**RECORD SET:**
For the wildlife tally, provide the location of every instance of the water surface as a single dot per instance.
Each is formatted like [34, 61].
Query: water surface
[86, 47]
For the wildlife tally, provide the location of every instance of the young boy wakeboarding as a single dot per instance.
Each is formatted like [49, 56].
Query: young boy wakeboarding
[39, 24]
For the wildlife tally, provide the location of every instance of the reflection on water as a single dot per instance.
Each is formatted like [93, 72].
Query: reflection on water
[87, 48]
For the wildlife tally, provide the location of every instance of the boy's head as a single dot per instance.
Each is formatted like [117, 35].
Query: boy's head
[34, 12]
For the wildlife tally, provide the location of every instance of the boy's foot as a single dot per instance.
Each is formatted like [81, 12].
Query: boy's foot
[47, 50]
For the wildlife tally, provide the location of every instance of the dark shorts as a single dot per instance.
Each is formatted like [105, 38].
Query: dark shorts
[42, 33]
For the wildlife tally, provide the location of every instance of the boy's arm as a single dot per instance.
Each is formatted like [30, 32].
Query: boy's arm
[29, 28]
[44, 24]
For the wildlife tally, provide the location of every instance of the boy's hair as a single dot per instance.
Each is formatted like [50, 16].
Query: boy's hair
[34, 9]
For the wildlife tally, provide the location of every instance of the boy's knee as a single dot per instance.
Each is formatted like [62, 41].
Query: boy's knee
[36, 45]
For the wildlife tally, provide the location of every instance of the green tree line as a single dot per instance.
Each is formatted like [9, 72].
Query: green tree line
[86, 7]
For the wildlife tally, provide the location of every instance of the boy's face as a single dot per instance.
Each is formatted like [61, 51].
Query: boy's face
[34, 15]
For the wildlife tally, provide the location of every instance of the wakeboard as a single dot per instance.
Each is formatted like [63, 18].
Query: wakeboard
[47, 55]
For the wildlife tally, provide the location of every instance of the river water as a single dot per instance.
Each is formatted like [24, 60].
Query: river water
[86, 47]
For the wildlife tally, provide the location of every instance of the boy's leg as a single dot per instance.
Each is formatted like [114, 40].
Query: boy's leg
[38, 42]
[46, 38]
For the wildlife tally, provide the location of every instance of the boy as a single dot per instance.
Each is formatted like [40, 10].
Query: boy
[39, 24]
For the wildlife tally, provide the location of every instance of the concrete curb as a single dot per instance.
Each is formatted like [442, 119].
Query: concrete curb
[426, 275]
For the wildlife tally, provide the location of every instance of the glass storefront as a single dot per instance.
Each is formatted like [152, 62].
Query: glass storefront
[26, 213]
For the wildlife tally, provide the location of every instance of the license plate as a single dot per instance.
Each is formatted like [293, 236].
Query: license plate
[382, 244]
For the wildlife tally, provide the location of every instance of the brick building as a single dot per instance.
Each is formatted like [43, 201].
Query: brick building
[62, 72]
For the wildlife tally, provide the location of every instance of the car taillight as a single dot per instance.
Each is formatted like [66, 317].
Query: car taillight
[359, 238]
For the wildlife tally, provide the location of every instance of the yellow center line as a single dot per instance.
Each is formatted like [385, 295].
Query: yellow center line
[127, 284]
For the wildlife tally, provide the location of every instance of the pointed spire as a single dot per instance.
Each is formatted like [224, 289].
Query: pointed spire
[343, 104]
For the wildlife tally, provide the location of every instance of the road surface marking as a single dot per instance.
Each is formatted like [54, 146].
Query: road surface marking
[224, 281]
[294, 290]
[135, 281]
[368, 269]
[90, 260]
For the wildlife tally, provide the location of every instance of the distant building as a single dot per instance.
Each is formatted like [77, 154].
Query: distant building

**TO BE DONE:**
Only the lines from the one containing "plate as a single dot per instance." to the end of the data should be printed, exactly as they stand.

**RESULT:**
For the wildlife tally, provide the location of every instance of the license plate as a single dot per instance.
Each is formatted like [293, 236].
Query: license plate
[382, 244]
For the wildlife tally, provide the location of every instance of the brick building as a single dot per instance.
Each is formatted like [43, 201].
Query: brick building
[62, 72]
For the wildlife tally, provide the location of every instance of the car taillight as a single dot per instance.
Each is formatted like [66, 317].
Query: car taillight
[359, 238]
For the wildlife tally, provide the location of every instance of the yellow center line as a single dot per instance.
Each is formatted like [385, 295].
Query: yellow center line
[127, 284]
For the wildlife tally, provide the location of every instance of the pointed spire as a single dot per instance.
Each is formatted like [224, 289].
Query: pointed spire
[343, 104]
For the wildlife tally, provide the location of every instance of the road surface marking as a single dot per instance.
Each is formatted like [54, 146].
Query: road surface marking
[224, 281]
[294, 290]
[135, 281]
[368, 269]
[90, 260]
For the wildlife tally, provide the location of every instance of the distant building as a single dot per instance.
Each is formatted like [77, 154].
Query: distant building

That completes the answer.